ENTRIES SUPPLIED below:
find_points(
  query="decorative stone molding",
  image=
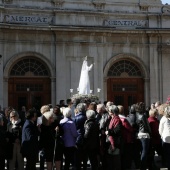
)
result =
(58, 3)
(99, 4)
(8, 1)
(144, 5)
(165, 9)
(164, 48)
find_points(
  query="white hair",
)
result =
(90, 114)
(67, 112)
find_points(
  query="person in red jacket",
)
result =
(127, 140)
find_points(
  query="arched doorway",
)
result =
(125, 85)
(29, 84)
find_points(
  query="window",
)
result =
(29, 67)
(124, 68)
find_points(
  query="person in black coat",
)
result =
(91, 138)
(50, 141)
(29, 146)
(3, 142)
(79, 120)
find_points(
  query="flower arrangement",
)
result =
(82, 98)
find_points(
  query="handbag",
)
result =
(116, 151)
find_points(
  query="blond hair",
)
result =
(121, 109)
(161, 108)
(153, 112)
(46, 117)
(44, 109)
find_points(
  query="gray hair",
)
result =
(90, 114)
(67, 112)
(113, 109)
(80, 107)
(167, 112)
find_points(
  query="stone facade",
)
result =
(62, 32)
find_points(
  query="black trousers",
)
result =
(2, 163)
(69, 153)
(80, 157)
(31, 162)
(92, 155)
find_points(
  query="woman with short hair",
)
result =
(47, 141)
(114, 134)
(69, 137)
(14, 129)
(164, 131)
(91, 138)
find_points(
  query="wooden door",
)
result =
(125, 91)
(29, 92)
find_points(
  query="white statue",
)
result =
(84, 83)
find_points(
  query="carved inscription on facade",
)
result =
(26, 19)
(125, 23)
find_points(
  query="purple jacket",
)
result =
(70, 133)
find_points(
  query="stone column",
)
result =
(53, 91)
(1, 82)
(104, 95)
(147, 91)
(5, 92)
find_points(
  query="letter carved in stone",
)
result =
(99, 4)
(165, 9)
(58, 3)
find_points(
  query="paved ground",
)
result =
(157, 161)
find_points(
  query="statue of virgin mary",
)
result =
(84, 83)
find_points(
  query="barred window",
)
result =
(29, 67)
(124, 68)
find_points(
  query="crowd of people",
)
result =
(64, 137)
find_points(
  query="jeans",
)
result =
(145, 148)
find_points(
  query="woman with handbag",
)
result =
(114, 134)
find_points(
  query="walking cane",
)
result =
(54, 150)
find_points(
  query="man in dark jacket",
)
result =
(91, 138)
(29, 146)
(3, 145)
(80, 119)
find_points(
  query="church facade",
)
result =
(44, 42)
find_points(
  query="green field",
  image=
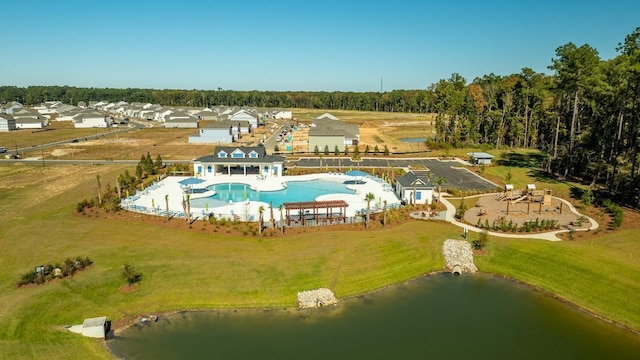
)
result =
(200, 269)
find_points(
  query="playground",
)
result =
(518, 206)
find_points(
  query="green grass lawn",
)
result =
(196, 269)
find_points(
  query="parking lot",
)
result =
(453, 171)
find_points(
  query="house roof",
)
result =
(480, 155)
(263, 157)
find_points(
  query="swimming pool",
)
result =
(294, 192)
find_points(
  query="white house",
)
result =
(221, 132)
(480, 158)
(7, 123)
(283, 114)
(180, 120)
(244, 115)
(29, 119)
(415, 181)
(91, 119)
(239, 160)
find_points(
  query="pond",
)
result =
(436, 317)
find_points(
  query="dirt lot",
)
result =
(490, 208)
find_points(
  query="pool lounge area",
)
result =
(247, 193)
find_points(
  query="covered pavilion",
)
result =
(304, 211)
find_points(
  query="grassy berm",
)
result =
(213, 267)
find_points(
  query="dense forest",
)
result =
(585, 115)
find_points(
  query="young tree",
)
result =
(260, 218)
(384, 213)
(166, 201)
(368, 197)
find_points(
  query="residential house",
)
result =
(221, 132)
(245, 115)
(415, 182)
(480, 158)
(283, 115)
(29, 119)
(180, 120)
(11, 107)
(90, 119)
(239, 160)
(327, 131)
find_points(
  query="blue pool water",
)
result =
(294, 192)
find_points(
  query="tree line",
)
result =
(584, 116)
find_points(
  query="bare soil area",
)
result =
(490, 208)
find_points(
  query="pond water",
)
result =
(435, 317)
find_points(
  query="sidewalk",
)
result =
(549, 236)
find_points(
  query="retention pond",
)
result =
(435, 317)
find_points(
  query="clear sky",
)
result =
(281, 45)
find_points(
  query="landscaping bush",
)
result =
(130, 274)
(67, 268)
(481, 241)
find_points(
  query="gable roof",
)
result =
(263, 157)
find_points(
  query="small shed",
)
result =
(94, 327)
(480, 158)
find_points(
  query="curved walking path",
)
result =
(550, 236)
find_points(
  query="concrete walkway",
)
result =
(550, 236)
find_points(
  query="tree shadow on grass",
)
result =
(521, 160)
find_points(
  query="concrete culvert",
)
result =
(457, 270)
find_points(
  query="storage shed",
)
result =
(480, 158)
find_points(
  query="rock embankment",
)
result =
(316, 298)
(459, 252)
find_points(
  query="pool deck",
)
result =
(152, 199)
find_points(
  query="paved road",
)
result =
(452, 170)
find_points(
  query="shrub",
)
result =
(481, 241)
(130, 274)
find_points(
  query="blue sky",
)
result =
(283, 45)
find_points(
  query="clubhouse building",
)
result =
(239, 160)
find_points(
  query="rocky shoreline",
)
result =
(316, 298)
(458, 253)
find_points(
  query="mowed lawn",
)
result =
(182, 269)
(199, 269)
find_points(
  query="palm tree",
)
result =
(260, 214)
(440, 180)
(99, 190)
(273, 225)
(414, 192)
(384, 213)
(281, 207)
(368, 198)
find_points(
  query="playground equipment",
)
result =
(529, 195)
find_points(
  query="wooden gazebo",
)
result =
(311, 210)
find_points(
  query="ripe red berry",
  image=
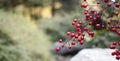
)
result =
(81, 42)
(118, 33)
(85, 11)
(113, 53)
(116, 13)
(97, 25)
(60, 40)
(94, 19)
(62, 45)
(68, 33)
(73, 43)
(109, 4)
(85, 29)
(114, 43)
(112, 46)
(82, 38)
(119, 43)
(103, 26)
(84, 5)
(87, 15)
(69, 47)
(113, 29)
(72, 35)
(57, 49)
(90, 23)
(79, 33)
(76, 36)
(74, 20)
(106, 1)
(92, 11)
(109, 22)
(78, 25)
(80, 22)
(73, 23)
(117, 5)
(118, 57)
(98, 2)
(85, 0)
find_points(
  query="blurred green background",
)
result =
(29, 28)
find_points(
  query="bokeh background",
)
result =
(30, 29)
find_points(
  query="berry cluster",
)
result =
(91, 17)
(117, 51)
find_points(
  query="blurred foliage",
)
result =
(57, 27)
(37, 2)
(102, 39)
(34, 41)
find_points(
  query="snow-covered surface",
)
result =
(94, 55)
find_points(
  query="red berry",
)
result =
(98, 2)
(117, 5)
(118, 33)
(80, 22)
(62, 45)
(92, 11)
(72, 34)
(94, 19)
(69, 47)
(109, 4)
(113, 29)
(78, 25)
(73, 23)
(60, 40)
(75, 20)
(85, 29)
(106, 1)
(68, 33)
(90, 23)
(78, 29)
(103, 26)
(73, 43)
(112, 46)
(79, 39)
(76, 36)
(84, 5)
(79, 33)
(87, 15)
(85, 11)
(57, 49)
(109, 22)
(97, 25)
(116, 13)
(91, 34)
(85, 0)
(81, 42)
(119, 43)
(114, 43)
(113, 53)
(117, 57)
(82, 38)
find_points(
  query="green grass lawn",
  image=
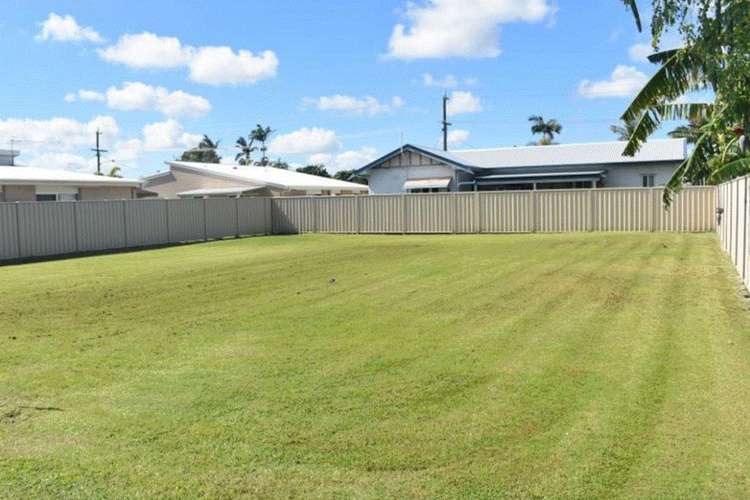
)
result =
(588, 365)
End of ENTRIES SUPPLIED.
**WHAT YOU SHOULD DO:**
Repeat every entry above precisely, leaving each picture out.

**EXERCISE OUTPUT:**
find_points(
  query="decorative stone molding",
  image=
)
result =
(58, 3)
(99, 4)
(8, 1)
(144, 5)
(165, 9)
(164, 48)
find_points(
  query="white hair",
)
result =
(90, 114)
(67, 112)
find_points(
  query="person in red jacket",
)
result =
(127, 140)
find_points(
  query="arched doorway",
)
result =
(125, 85)
(29, 84)
find_points(
  query="window",
)
result =
(29, 67)
(124, 68)
find_points(
  query="person in black coat",
)
result =
(91, 138)
(50, 141)
(29, 146)
(3, 142)
(79, 120)
find_points(
  query="flower arrangement",
)
result =
(82, 98)
find_points(
  query="handbag",
)
result =
(116, 151)
find_points(
  query="blond hair",
)
result =
(121, 109)
(161, 108)
(153, 112)
(46, 117)
(44, 109)
find_points(
  query="gray hair",
)
result =
(90, 114)
(67, 112)
(113, 109)
(80, 107)
(167, 112)
find_points(
  query="stone facade",
)
result =
(62, 32)
find_points(
  query="black trousers",
)
result =
(2, 163)
(69, 153)
(80, 157)
(31, 162)
(92, 155)
find_points(
  query="woman with short hair",
)
result =
(47, 141)
(114, 134)
(69, 137)
(14, 129)
(164, 131)
(91, 138)
find_points(
  query="wooden door",
)
result =
(125, 91)
(29, 92)
find_points(
  query="white statue",
)
result =
(84, 83)
find_points(
  query="carved inscription on facade",
)
result =
(26, 19)
(125, 23)
find_points(
  query="purple jacket",
)
result =
(70, 133)
find_points(
  query="stone column",
)
result =
(53, 91)
(1, 82)
(104, 95)
(147, 91)
(5, 92)
find_points(
  query="letter carved in stone",
)
result =
(99, 4)
(165, 9)
(58, 3)
find_points(
  query="paved ground",
)
result =
(157, 161)
find_points(
  query="statue of virgin mary",
)
result =
(84, 83)
find_points(
  query="barred window",
)
result =
(29, 67)
(124, 68)
find_points(
  query="crowd of people",
)
result =
(64, 137)
find_points(
  query="jeans",
)
result =
(145, 148)
find_points(
  query="woman with handbag",
)
result =
(114, 134)
find_points(
  query="walking cane",
)
result =
(54, 150)
find_points(
  query="man in dark jacket",
)
result =
(91, 138)
(29, 146)
(3, 145)
(80, 119)
find_points(
  query="church facade",
)
result =
(44, 42)
find_points(
  query="green field",
  image=
)
result =
(200, 269)
find_points(
  query="playground",
)
result =
(518, 206)
find_points(
  query="green grass lawn",
)
result =
(196, 269)
find_points(
  query="parking lot",
)
result =
(453, 171)
find_points(
  query="house roof",
)
result =
(480, 155)
(263, 157)
find_points(
  query="swimming pool",
)
result =
(294, 192)
find_points(
  query="white house",
)
result =
(221, 132)
(480, 158)
(7, 123)
(283, 114)
(180, 120)
(244, 115)
(29, 119)
(415, 181)
(91, 119)
(239, 160)
find_points(
  query="pond",
)
result =
(436, 317)
find_points(
  query="dirt lot",
)
result =
(490, 208)
find_points(
  query="pool lounge area",
)
result =
(247, 193)
find_points(
  query="covered pavilion",
)
result =
(304, 211)
find_points(
  query="grassy berm",
)
result =
(213, 267)
find_points(
  query="dense forest",
)
result =
(585, 115)
find_points(
  query="young tree",
)
result =
(260, 218)
(384, 213)
(166, 201)
(368, 197)
find_points(
  query="residential house",
)
result =
(221, 132)
(245, 115)
(415, 182)
(480, 158)
(283, 115)
(29, 119)
(180, 120)
(11, 107)
(90, 119)
(239, 160)
(327, 131)
find_points(
  query="blue pool water",
)
result =
(294, 192)
find_points(
  query="tree line",
)
result =
(584, 116)
find_points(
  query="bare soil area",
)
result =
(490, 208)
find_points(
  query="pond water",
)
result =
(435, 317)
find_points(
  query="sidewalk",
)
result =
(549, 236)
find_points(
  query="retention pond",
)
result =
(435, 317)
find_points(
  query="clear sky",
)
result =
(281, 45)
find_points(
  query="landscaping bush",
)
result =
(130, 274)
(67, 268)
(481, 241)
find_points(
  query="gable roof",
)
result =
(263, 157)
find_points(
  query="small shed",
)
result =
(94, 327)
(480, 158)
find_points(
  query="curved walking path",
)
result =
(550, 236)
find_points(
  query="concrete walkway",
)
result =
(550, 236)
find_points(
  query="tree shadow on grass",
)
result =
(521, 160)
find_points(
  query="concrete culvert",
)
result =
(457, 270)
find_points(
  query="storage shed",
)
result =
(480, 158)
find_points(
  query="rock embankment",
)
result =
(316, 298)
(459, 252)
find_points(
  query="pool deck",
)
result =
(152, 199)
find_points(
  query="paved road",
)
result =
(452, 170)
find_points(
  query="shrub",
)
result =
(481, 241)
(130, 274)
find_points(
  query="blue sky",
)
result =
(283, 45)
find_points(
  query="clubhouse building",
)
result =
(239, 160)
find_points(
  query="rocky shoreline",
)
result =
(316, 298)
(458, 253)
find_points(
  query="mowed lawn",
)
result =
(182, 269)
(199, 269)
find_points(
  query="palm tree",
)
result =
(260, 214)
(440, 180)
(99, 190)
(273, 225)
(414, 192)
(384, 213)
(281, 207)
(368, 198)
find_points(
  query="playground equipment",
)
result =
(529, 195)
find_points(
  query="wooden gazebo",
)
result =
(311, 210)
find_points(
  query="ripe red berry",
  image=
)
result =
(81, 42)
(118, 33)
(85, 11)
(113, 53)
(116, 13)
(97, 25)
(60, 40)
(94, 19)
(62, 45)
(68, 33)
(73, 43)
(109, 4)
(85, 29)
(114, 43)
(112, 46)
(82, 38)
(119, 43)
(103, 26)
(84, 5)
(87, 15)
(69, 47)
(113, 29)
(72, 35)
(57, 49)
(90, 23)
(79, 33)
(76, 36)
(74, 20)
(106, 1)
(92, 11)
(109, 22)
(78, 25)
(80, 22)
(73, 23)
(117, 5)
(118, 57)
(98, 2)
(85, 0)
find_points(
  query="blurred green background",
)
result =
(29, 28)
find_points(
  query="bokeh background",
)
result =
(30, 29)
find_points(
  query="berry cluster",
)
result =
(91, 17)
(117, 51)
find_points(
  query="blurred foliage",
)
result =
(57, 27)
(37, 2)
(102, 39)
(34, 41)
find_points(
  query="snow-covered surface",
)
result =
(94, 55)
find_points(
  query="red berry",
)
result =
(98, 2)
(117, 5)
(118, 33)
(80, 22)
(62, 45)
(92, 11)
(72, 34)
(94, 19)
(69, 47)
(109, 4)
(113, 29)
(78, 25)
(73, 23)
(60, 40)
(75, 20)
(85, 29)
(106, 1)
(68, 33)
(90, 23)
(78, 29)
(103, 26)
(73, 43)
(112, 46)
(79, 39)
(76, 36)
(84, 5)
(79, 33)
(87, 15)
(85, 11)
(57, 49)
(109, 22)
(97, 25)
(116, 13)
(91, 34)
(85, 0)
(81, 42)
(119, 43)
(114, 43)
(113, 53)
(117, 57)
(82, 38)
find_points(
  query="green grass lawn",
  image=
)
result =
(588, 365)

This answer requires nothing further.